Write out exactly the lines of the entries below from the one holding "of the textured" to the one holding "of the window", inclusive, and leave out all other lines.
[[ Entries shown open ]]
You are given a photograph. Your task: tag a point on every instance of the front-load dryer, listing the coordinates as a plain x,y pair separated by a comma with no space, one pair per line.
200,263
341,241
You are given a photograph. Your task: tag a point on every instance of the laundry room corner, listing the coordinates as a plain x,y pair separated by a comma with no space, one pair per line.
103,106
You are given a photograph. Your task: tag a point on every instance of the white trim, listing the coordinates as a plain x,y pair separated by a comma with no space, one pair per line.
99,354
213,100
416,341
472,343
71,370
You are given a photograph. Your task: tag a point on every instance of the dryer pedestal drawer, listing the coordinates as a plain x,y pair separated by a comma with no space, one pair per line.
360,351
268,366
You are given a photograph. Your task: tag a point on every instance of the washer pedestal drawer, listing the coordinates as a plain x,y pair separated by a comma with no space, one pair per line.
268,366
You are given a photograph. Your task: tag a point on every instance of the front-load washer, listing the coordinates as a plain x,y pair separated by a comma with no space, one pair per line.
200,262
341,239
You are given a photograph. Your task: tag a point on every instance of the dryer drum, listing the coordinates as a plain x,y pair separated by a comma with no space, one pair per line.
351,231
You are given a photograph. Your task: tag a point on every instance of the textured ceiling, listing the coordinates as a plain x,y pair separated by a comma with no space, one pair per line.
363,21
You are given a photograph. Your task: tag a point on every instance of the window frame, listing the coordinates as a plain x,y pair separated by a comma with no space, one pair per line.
[[ Entries shown closed ]]
[[ Entries shown open ]]
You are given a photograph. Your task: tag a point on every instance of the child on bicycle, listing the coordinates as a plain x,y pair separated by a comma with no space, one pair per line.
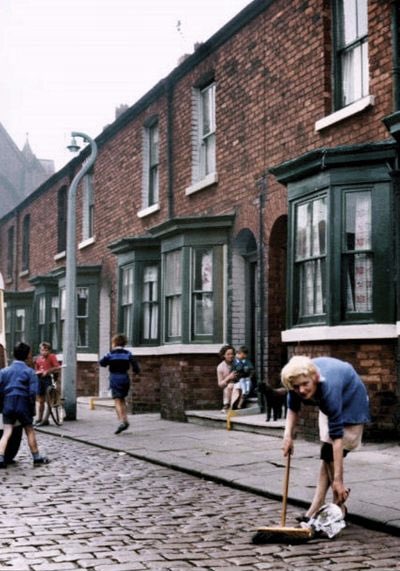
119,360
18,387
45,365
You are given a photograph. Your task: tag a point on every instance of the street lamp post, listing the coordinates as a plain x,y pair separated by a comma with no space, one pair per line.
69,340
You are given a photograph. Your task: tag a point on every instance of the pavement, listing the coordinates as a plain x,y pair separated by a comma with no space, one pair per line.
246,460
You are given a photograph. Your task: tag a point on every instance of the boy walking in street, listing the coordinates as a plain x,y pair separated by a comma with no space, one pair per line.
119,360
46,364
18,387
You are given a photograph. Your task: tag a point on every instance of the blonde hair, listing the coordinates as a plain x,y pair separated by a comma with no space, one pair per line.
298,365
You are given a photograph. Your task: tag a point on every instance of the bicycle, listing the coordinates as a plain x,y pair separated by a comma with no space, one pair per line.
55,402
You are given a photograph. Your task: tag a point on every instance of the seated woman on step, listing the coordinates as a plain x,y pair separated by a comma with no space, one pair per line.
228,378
[[ Entries shown closed ]]
**Solution**
You are given a photograph. Your task: tag a point on every instance of the textured ceiling, listing the coordinates as a plain x,y pair separated by a comma with no space, one pair per line.
363,21
You are given a photograph. Your task: tag a point on every instance of the window frame, listing the coordinates as a plain x,y pair separated by a comma with no space, one pair per line.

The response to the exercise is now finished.